-- EXERCISE PROMPT --
I would like you to restate each record word for word.

*-*-*

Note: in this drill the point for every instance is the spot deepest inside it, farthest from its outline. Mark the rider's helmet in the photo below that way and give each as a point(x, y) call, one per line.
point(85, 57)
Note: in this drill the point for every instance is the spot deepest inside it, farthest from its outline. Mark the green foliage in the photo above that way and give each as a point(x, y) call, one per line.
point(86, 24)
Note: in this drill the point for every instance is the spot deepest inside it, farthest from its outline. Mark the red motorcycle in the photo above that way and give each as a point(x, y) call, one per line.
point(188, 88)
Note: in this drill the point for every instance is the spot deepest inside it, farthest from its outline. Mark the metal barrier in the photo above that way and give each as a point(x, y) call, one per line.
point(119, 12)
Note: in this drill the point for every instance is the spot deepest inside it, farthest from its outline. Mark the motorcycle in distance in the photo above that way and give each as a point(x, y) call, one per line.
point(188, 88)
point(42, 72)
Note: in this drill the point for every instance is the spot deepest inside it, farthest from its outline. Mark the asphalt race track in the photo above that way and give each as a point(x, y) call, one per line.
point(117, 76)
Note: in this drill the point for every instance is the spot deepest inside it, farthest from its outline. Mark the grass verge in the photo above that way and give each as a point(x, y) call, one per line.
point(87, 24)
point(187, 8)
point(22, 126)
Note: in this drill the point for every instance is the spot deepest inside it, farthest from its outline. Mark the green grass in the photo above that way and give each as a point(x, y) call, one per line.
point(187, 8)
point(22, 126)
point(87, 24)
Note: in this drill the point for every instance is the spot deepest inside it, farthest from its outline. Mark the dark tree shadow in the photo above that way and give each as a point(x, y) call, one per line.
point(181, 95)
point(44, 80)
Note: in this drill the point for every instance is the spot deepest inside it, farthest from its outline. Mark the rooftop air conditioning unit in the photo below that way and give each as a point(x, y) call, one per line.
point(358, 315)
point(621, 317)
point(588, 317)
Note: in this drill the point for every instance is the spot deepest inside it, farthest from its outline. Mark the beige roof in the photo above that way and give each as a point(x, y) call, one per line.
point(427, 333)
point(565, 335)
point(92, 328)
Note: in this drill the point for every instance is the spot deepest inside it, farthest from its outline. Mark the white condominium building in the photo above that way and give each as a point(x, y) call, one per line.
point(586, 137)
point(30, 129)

*-*-*

-- ANSWER AREA --
Note: in this drill the point for every instance is the spot deepest inside it, farthest from its outline. Mark the rider's helmet in the photo below that way and give each as a point(x, y) call, one per line.
point(85, 57)
Note: in this drill the point for every instance is the spot deepest inside it, farthest from its outline. Mark the green foliage in the photo above that way and give each as a point(x, y) call, one per line.
point(86, 24)
Note: in this drill the point for every instance is the spot deepest inside it, farthest from its outline. Mark the red motorcycle in the photo above that way and give each as a point(x, y) call, one per line.
point(188, 88)
Note: in this drill the point for every instance is the spot deepest inside it, farthest from its outline. Mark the metal barrier in the photo above that way and give each as a point(x, y) call, one per line.
point(119, 12)
Note: in this drill the point for every instance is the spot deepest inside it, farthest from its outline. Mark the motorcycle in distance in the photo above that way and give each as a point(x, y) call, one per line.
point(188, 88)
point(42, 72)
Note: in this drill the point for every instance is the spot deepest inside it, farthest from its outline. Mark the asphalt race track in the photo above that way and give each as a point(x, y) call, one per line.
point(117, 76)
Note: in this drill the point for every instance is the spot deepest inside it, farthest from its outline. Mark the grass verge in the photo above that way and give each as a point(x, y) call, one per line.
point(87, 24)
point(187, 8)
point(22, 126)
Note: in this drill the point for every instance is the spot deepest inside it, farthest from its outline. Mark the green grass in the photo above that way and give each as a point(x, y) call, one per line.
point(187, 8)
point(22, 126)
point(87, 24)
Note: in this drill the point for every instance is the spot deepest inside it, farthest from its outline. Mark the dark tree shadow in the photo above that way and give each as a point(x, y) call, one per line.
point(181, 95)
point(44, 80)
Note: in this drill the point for every instance is the spot deepest inside it, farthest from its outline. Mark the rooftop air conditioning unit in the photo below that way and give each as a point(x, y) call, one per line.
point(358, 315)
point(621, 317)
point(588, 317)
Note: in this drill the point for every instance is the spot deepest inside it, farthest from its outline. Mark the beige roof in the photo above that way and give each as a point(x, y) call, one per line.
point(427, 333)
point(565, 335)
point(92, 328)
Note: in this drill the point for every instance is the spot deepest inside it, farthest from its outline. Mark the white condominium building in the photo above that way and give each as a point(x, y) call, one per line.
point(586, 137)
point(30, 129)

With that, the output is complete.